# PASSAGE GIVEN:

Are you guys trying to stir up a name calling war between Australia and America?


----------



## KodiakII (Apr 8, 2012)

ozflea said:


> *Yeah right think back to 1939 *



I think he was referring to the Swiss.


----------



## Modifiedmark (Apr 8, 2012)

WidowMaker1 said:


> classy statement for a classy thread. guess the truth hurts .lol



No not really it was started by one of your own class acts.


----------



## ozflea (Apr 8, 2012)

homelitejim said:


> Are you guys trying to stir up a name calling war between Australia and America?



Na not really we luv you fellas believe it or not along with a few chings


----------



## homelitejim (Apr 8, 2012)

I know some guys are getting mad, but I love this thread. I have been getting lots of laughs, I just want to make sure we get a few real facts in here.


----------



## Alex D (Apr 8, 2012)

ozflea said:


> *Yeah right think back to 1939 *



http://www.stephenhalbrook.com/article-nazilaw.pdf


----------



## homelitejim (Apr 8, 2012)

Alex D said:


> http://www.stephenhalbrook.com/article-nazilaw.pdf



Thank you for posting that, I was trying to search for it and you beat me to it.


----------



## bplust (Apr 8, 2012)

ozflea said:


> I'm kinda glad i dont where you live i'm happy and relatively safe here in Australia i have 5 daughters and a son but i dont pack a firearm just in case
> I suppose our mentality is better and more trusting really Amendment or not
> 
> And the second amendment to the Constitution says, the right of the people to keep and bear arms shall not be abridged.
> Right down till theres one soul left i imagine



Allowing citizens to purchase and own guns legally levels the playing field with those ill-willed individuals who will acquire or make them illegally to achieve their goals. Not allowing citizens to purchase and own guns creates a relationship of dependence on law enforcement, and the notion, based solely on hope, that all folks (even the ill-willed) will obey the law. Having the concept of or not needing to worry about self-protection out of your hands is kind of like needing your mommy.

# EXERCISE A:
Format the entries as a numbered list, starting at the line that contains "this sample: (560,448)." and going down to the end of the entries. Include both ends and leave out blank lines.
The forum thread and the entries that follow it were taken from separate sources.

# Entries pointing to named objects:
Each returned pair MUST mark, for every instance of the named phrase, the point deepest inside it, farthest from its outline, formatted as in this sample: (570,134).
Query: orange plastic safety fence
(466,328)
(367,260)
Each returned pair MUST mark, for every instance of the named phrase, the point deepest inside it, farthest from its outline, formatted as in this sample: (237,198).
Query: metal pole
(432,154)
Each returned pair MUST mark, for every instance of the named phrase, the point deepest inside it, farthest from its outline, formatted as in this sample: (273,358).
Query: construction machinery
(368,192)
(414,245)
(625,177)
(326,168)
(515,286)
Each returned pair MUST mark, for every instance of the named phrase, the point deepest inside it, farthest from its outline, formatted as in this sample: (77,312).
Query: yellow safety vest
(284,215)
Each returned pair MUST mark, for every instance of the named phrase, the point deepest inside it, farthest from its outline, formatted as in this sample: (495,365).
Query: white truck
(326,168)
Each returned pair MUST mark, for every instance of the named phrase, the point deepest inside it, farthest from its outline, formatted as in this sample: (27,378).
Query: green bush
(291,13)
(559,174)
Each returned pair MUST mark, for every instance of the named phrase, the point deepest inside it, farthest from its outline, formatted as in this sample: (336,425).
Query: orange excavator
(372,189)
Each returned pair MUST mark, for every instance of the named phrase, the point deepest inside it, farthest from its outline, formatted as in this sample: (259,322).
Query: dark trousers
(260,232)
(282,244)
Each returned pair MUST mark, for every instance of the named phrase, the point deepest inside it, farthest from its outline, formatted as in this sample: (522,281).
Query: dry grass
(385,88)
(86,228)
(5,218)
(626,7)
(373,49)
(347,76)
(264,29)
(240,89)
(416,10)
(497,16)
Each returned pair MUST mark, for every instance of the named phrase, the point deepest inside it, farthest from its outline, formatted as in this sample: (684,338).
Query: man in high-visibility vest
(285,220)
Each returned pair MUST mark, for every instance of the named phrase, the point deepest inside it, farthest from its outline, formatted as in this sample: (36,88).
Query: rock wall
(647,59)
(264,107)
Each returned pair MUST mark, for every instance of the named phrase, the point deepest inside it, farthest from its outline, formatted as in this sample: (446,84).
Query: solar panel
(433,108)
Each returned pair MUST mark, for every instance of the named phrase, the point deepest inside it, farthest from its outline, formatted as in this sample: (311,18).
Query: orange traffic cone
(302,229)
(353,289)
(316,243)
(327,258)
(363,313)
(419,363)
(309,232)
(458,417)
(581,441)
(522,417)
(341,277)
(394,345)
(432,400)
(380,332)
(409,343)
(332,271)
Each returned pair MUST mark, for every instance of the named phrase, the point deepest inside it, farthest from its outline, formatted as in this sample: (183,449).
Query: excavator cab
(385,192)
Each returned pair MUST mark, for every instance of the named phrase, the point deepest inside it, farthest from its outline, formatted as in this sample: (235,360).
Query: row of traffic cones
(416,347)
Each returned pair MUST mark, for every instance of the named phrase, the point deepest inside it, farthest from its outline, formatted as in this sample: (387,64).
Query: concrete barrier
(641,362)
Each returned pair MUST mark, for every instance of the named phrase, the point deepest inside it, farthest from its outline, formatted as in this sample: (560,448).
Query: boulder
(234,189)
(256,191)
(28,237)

# EXERCISE B:
Condense the paragraph in the forum thread that begins "Allowing citizens to purchase" into three sentences.

# FULL SOLUTION A:
1. Each returned pair MUST mark, for every instance of the named phrase, the point deepest inside it, farthest from its outline, formatted as in this sample: (560,448).
2. Query: boulder
3. (234,189)
4. (256,191)
5. (28,237)

# FULL SOLUTION B:
Legal gun ownership lets citizens stand on equal footing with ill-willed people who will get or make guns illegally. Denying citizens guns makes them dependent on law enforcement and on the mere hope that everyone, even the ill-willed, will obey the law. Leaving self-protection out of your own hands is likened to needing your mommy.